Photo-based point labeling data:
►
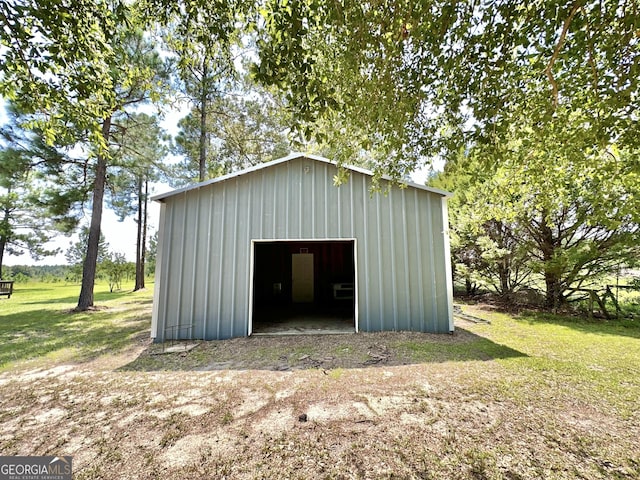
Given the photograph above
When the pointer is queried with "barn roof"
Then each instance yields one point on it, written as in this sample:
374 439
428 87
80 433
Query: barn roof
293 156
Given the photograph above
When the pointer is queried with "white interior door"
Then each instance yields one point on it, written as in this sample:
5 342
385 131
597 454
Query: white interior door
302 277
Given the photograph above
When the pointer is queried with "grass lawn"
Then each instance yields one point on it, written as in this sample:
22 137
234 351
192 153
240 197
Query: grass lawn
529 396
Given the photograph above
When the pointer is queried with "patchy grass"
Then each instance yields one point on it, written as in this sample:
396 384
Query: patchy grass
37 323
527 397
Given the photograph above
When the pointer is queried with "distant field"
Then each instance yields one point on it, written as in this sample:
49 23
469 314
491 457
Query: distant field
531 396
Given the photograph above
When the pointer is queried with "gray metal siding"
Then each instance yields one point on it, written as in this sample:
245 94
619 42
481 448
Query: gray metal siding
204 274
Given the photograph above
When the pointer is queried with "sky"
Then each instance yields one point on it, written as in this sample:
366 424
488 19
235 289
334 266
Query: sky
121 236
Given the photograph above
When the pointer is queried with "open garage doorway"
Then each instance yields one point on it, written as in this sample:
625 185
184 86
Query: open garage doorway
303 287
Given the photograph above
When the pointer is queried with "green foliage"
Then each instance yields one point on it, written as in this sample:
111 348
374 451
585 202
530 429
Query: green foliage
546 208
423 79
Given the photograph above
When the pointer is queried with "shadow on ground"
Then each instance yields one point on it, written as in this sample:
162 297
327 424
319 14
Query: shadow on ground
296 352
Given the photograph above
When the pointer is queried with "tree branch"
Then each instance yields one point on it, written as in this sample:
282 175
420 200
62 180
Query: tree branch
556 53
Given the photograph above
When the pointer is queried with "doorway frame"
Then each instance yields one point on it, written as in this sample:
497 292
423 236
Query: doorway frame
252 267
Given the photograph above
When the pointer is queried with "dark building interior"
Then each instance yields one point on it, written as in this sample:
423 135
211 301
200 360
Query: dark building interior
303 285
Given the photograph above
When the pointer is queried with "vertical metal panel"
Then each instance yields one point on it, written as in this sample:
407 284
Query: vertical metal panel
204 272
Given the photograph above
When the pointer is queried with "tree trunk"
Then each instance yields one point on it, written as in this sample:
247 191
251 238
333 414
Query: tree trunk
145 216
553 298
3 242
504 272
203 123
91 259
552 277
3 238
139 282
141 244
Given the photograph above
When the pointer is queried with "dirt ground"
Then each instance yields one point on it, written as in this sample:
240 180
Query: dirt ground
340 407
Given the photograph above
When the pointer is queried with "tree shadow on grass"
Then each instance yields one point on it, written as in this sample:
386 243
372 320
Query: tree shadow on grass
98 297
84 336
296 352
621 327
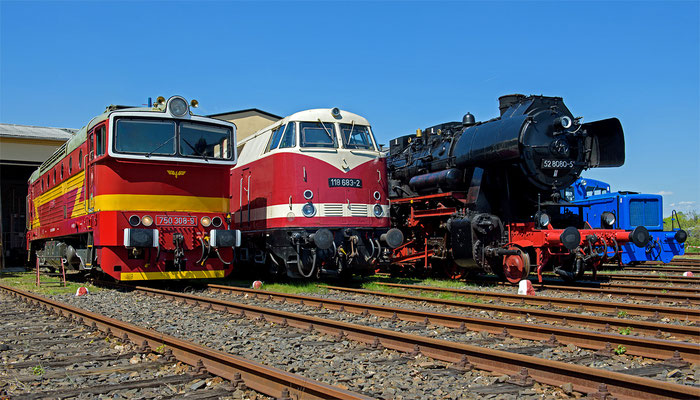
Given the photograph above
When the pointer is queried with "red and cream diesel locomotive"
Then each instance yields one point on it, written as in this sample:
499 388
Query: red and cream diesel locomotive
139 194
312 197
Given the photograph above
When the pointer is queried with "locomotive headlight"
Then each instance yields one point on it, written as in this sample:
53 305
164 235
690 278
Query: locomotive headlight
607 219
308 210
134 220
542 219
177 106
147 220
378 210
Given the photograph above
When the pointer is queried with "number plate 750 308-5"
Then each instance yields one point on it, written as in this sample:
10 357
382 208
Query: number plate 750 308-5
176 220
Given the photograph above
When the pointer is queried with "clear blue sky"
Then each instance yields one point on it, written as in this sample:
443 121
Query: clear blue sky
401 65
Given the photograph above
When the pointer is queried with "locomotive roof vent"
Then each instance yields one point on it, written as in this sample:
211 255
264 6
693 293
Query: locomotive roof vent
468 119
506 101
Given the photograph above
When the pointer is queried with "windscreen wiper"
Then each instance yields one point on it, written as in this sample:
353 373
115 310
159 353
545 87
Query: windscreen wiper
159 146
327 131
195 150
350 134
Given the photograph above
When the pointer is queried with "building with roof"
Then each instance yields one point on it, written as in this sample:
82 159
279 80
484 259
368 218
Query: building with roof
22 149
248 121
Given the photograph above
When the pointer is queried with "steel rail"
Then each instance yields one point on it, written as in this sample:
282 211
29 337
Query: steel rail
584 379
658 295
645 347
595 285
664 269
689 280
680 262
240 371
563 318
690 314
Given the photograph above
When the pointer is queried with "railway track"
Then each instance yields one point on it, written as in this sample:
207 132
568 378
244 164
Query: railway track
664 270
48 357
646 347
654 311
648 293
603 324
584 379
642 278
240 372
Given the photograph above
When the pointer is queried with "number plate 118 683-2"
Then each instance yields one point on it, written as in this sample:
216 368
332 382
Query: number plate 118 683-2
344 182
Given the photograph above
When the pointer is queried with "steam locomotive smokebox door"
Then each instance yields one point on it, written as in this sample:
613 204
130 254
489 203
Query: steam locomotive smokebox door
461 238
607 142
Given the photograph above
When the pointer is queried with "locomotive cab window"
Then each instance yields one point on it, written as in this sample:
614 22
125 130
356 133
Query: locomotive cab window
197 140
318 134
356 136
99 141
289 139
275 138
145 137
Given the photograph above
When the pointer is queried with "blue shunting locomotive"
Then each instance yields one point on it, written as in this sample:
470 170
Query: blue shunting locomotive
626 210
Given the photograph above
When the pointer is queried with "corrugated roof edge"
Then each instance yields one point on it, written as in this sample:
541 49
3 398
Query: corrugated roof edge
67 131
246 110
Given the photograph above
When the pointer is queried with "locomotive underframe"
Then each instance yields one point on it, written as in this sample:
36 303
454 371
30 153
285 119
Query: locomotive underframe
292 251
510 251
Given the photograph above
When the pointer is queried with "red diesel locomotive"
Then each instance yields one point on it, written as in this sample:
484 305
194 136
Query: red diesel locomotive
312 197
139 194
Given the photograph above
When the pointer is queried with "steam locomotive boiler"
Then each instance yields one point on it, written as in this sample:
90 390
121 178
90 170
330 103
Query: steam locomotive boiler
484 196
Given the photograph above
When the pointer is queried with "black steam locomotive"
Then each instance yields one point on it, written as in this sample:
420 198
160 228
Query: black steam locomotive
485 195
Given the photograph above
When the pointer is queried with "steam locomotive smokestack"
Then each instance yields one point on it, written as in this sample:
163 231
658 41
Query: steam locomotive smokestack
504 102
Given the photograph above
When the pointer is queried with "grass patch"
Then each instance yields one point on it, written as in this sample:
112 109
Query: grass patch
301 287
373 285
50 285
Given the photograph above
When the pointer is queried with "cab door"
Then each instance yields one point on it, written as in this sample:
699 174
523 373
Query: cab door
96 149
244 199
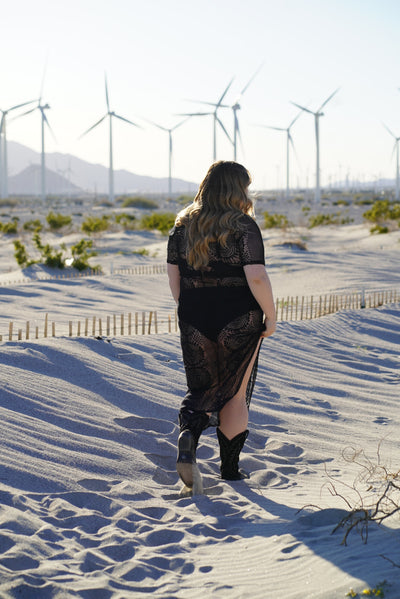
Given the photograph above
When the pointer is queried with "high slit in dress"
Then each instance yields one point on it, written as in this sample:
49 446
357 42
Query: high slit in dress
220 321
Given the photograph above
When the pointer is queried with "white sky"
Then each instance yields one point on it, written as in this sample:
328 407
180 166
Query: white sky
159 53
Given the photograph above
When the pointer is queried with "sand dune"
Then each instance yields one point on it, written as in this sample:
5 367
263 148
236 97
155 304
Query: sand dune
90 496
90 499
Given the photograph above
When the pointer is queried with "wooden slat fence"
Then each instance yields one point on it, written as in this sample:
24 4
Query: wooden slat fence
146 323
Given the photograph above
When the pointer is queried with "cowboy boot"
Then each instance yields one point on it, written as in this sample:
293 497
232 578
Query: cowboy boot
192 425
229 452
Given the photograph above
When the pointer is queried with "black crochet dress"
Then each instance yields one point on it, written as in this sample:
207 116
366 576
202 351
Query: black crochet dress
219 319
◄
Repeat the material above word for word and skip every image in it.

Given the photograph above
When the pointer is queried with "barn roof"
Then each instance yields one point on it, written as in this sample:
374 439
428 87
80 433
Query: barn roof
293 156
Given the photograph above
When the pointer is queried with "white interior door"
Then each instance yields one point on it, written as in this sample:
5 342
385 131
597 454
Query: white interior door
302 277
Given the photograph above
When the pointer is queried with "grass lawn"
Then each instance yields one point on it, written as in this sample:
22 137
234 351
192 153
240 197
Query: grass lawn
529 396
Given the photograph above
When the pointer is queried with "patchy grass"
Then each instance yields one point on it, written as in this sample:
396 384
Query: patchy grass
37 323
527 397
Given the photograph above
When the pointer is queried with "distant field"
Then each instance yields one point on it, written as in this sample:
49 23
469 314
491 457
Query: distant field
531 396
Given the photograph above
When the pointer is queried with "gray metal siding"
Then each instance yields one point on it, written as in this sample:
245 94
619 42
481 448
Query: gray metal siding
204 274
Given the photograph above
When the pointer is queried with "sky"
Then each instance yields one point on it, written as in this sample:
366 424
488 19
235 289
334 266
Query: sky
121 236
Given the photograph above
When the pointer is queried with "open garage doorway"
Then each instance yields one point on it, written as in this sample:
625 185
184 86
Query: open garage doorway
303 287
Given the photograph above
When the pointer is queried with "green foliage"
Then each instance yields one point on it, written as in this sample:
111 348
374 451
585 202
530 429
Query: green foliage
546 208
423 79
Given the photograph above
When the pointer is queried with "shadow on ground"
Then each instance yields one point on it, written as in this sample:
162 297
327 424
319 14
Query: shadow on ground
296 352
Given the photograph above
When the pointer is queried with "tree branch"
Then each instance yields one point on it, written as in this sample:
282 175
420 200
62 180
Query: tree branch
556 53
Given the photograph above
When the pointer is queried with "doorway frame"
Then each instance yields one point on it, written as in this sample:
497 292
423 236
Query: doorway frame
252 267
Given the photograph above
When the pointer is queried with "dark building interior"
Then each instance yields one point on it, written as in this sample:
423 135
211 301
200 360
Query: dark building interior
303 285
Given the photograph above
When the pointer is queried with "vertical metal panel"
Then each instance yields one point on it, written as in this sample:
407 284
Query: vertical metal panel
204 272
Given the photograph above
When the pointer is queried with "tree trunk"
Then each instance yields one point on it, written as in this sample:
247 191
251 238
333 414
Query: tree trunk
145 216
553 298
3 242
504 272
203 123
91 259
552 277
3 238
139 282
141 244
Given the photograph above
When the pointer is queried with "dirt ground"
Then each instance yields one point on it, written as in this sample:
240 180
Query: dirt ground
340 407
Given the photograph above
When the pointer is queried with "tree shadow on grass"
Then each instance yields one point on it, written as in this sample:
386 243
372 320
Query: tree shadow on grass
98 297
84 336
296 352
621 327
Given the photograph above
When the pointer is queried with "red and cream diesel locomotive"
Then each instance yields one point on it, written as in this sample:
499 388
Query: red and cream diesel locomotive
139 194
312 197
Given the photograph above
When the pointer is queried with "locomotive headlight"
Then each instance yields one point on it, written as in this sample:
53 305
164 235
690 278
Query: locomotive headlight
607 219
308 210
134 220
542 219
177 106
147 220
378 210
Given the photograph above
When the pointer is queried with "number plate 750 308-5"
Then each instance yields one point on it, written as in this sample:
10 357
382 208
Query: number plate 750 308-5
176 220
Given the photograph above
When the pointer is queried with "clear blue sky"
Then each instance yields one point on it, written as in this sample:
443 121
Query: clear blue sky
401 65
Given the photograph above
When the pointer is queried with "locomotive roof vent"
Then each instance yields one point on it, written as in this sample:
211 255
264 6
693 293
Query: locomotive roof vent
468 119
506 101
Given the photograph above
When the pointer is queried with "windscreen wiper"
Then each instance yields one point on it, written as in this sample:
353 373
115 310
159 353
545 87
Query: windscreen wiper
159 146
327 131
195 150
350 134
Given the photograph above
When the pointer is queried with "building with roof"
Then each instance yields one point on it, written as in this sample:
82 159
279 80
484 259
368 218
Query: building with roof
22 149
248 121
Given the photograph above
When the pointer is queried with "steel rail"
Then each instance yields one point on it, written as in this sample:
282 211
29 337
Query: steel rail
584 379
658 295
645 347
595 285
664 269
689 280
680 262
240 371
563 318
690 314
Given the photograph above
When the pointer is queried with "railway track"
Then each instance yields one point on it, written as in this sample:
207 132
568 378
244 164
Query: railway track
664 270
48 357
646 347
654 311
648 293
603 324
584 379
642 278
240 372
Given the photograph above
When the pointer is queried with "number plate 118 683-2"
Then each instance yields one point on it, written as in this sample:
216 368
332 382
Query: number plate 118 683-2
344 182
Given the photograph above
When the pointer is queried with "steam locomotive smokebox door"
Then each instance yields one point on it, written as in this sample:
613 204
130 254
489 203
Query: steam locomotive smokebox door
461 238
607 142
Given the photograph above
When the pointer is queried with "locomotive cab window"
Then each instance yields one point on it, written as in this sample:
614 22
125 130
356 133
Query: locomotive cab window
197 140
318 134
356 136
99 141
289 139
275 138
145 137
Given the photograph above
When the pointer is queried with "blue shunting locomotive"
Then each instance yields one point on it, written as in this sample:
470 170
Query: blue shunting locomotive
626 210
Given the photograph above
When the pointer is queried with "corrugated roof edge"
Then each instance yields one point on it, written as in this sample:
541 49
3 398
Query: corrugated roof edge
67 131
246 110
Given the photograph above
When the pointer is queried with "locomotive underframe"
Then each instance yields one point on it, written as in this sample:
36 303
454 371
30 153
285 119
Query: locomotive underframe
292 251
510 251
Given the photograph above
When the pointer is queried with "red diesel locomotive"
Then each instance yields one point on it, written as in this sample:
484 305
194 136
Query: red diesel locomotive
312 197
139 194
Given the photograph above
When the pointer is queried with "steam locomotive boiler"
Then each instance yields one point on it, written as in this sample:
90 390
121 178
90 170
330 103
Query: steam locomotive boiler
484 196
Given the photograph above
When the pointer is queried with "black steam locomotive"
Then each instance yields one point on it, written as in this sample:
420 198
160 228
Query: black steam locomotive
485 195
Given the photograph above
When the pointer is queried with "steam locomotive smokestack"
Then each instance yields one point on it, written as in this sample:
163 231
658 41
Query: steam locomotive smokestack
504 102
Given the photograph above
When the pointer is queried with "grass patch"
Then each instance yields one point on it, written as in this sample:
112 109
Query: grass patch
301 287
373 285
50 285
Given the photograph above
When the pointer is queried with "cab door"
Then each instance yields one point on it, written as in this sample:
699 174
523 373
Query: cab door
96 149
244 199
Given the photograph above
When the pointer is queried with "high slit in dress"
Then each instance yields one point on it, written as in this sample:
49 446
357 42
Query: high slit in dress
220 321
Given the photograph above
When the pointer is queried with "white sky"
Then each instance yields one point on it, written as in this sample:
328 407
180 166
Query: white sky
159 53
Given the photograph above
When the pointer is queried with "sand dune"
Then each instance yields one point on it, written as in this sample:
5 367
263 148
236 97
155 304
Query: sand dune
90 496
90 499
Given the photograph above
When the pointer is queried with "wooden slat fence"
Then each instance yields one point on it, written as in this sample:
24 4
Query: wooden slat fence
146 323
Given the photograph above
When the pointer is queried with "cowboy boot"
Then each instance yields one point on it, written as in this sample:
293 497
232 578
Query: cowboy boot
192 425
229 452
Given the photograph above
When the pointer is queried with "black crochet dress"
Then each instance yields one point on it, written as in this sample:
207 116
366 576
202 351
Query: black crochet dress
219 319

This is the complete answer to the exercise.